▸ Directive 1: Return the records verbatim, from their first line through the line that contains "rough mask: <svg", with both ends included. Omit the pictures from your answer.

▸ Passage to read:
We'll install PyTorch with CUDA support and all required dependencies.

In [None]:
# Install PyTorch with CUDA support
!cd whisperX-FastAPI && pip install torch torchvision torchaudio --extra-index-url https://download.pytorch.org/whl/cu118

# Install project requirements
!cd whisperX-FastAPI && pip install -r requirements/dev.txt

# Install additional packages for Colab environment
!cd whisperX-FastAPI && pip install colorlog pyngrok python-dotenv

## 4. Set Up Environment Variables

Configure the required environment variables for WhisperX. You'll need to enter your Hugging Face API token to access the models.

In [None]:
import os

# Enter your Hugging Face token here
HF_TOKEN = input("Enter your Hugging Face token: ")

# Choose Whisper model size
WHISPER_MODEL = input("Enter Whisper model size (default: tiny): ") or "tiny"

# Set log level
LOG_LEVEL = "INFO"

# Create .env file
env_content = f"""HF_TOKEN={HF_TOKEN}
WHISPER_MODEL={WHISPER_MODEL}
LOG_LEVEL={LOG_LEVEL}
DEVICE=cuda
COMPUTE_TYPE=float16
DB_URL=sqlite:///records.db
"""

▸ Exercise material:
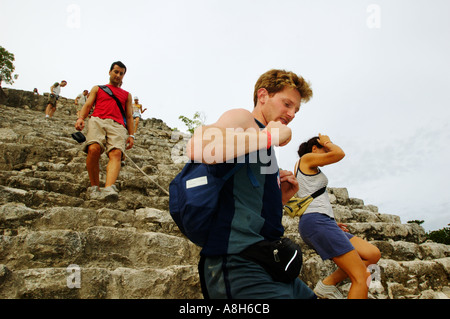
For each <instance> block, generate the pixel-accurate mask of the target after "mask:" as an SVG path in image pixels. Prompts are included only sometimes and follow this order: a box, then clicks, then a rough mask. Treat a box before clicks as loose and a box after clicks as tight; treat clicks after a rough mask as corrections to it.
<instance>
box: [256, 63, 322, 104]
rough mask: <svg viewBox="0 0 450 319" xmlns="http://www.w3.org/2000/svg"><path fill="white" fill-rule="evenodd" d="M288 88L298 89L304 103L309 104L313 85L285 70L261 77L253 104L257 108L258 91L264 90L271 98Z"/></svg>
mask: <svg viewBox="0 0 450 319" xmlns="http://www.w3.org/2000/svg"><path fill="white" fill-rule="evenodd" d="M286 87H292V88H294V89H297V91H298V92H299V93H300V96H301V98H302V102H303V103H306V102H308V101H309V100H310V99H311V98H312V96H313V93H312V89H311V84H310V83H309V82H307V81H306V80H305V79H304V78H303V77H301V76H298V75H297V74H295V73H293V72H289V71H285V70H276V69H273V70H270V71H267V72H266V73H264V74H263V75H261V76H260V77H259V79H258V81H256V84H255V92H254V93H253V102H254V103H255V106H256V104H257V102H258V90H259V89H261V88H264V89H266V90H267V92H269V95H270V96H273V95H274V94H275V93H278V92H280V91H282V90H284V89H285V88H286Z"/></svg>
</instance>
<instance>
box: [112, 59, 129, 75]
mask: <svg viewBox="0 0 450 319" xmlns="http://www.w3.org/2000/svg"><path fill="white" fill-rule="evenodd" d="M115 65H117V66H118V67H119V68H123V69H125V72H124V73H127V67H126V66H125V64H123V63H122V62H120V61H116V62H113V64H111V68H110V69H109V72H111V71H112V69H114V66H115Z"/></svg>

▸ Directive 2: In the installation notes, which Whisper model size is used when no size is entered?

▸ Answer space 1:
For each <instance> block, generate the pixel-accurate mask of the target after "mask:" as an SVG path in image pixels. Prompts are included only sometimes and follow this order: a box, then clicks, then a rough mask. Treat a box before clicks as loose and a box after clicks as tight; treat clicks after a rough mask as corrections to it.
<instance>
box: [256, 63, 322, 104]
rough mask: <svg viewBox="0 0 450 319" xmlns="http://www.w3.org/2000/svg"><path fill="white" fill-rule="evenodd" d="M288 88L298 89L304 103L309 104L313 85L285 70L261 77L253 104L257 108L258 91L264 90L271 98Z"/></svg>

▸ Answer space 2: The default Whisper model size is tiny.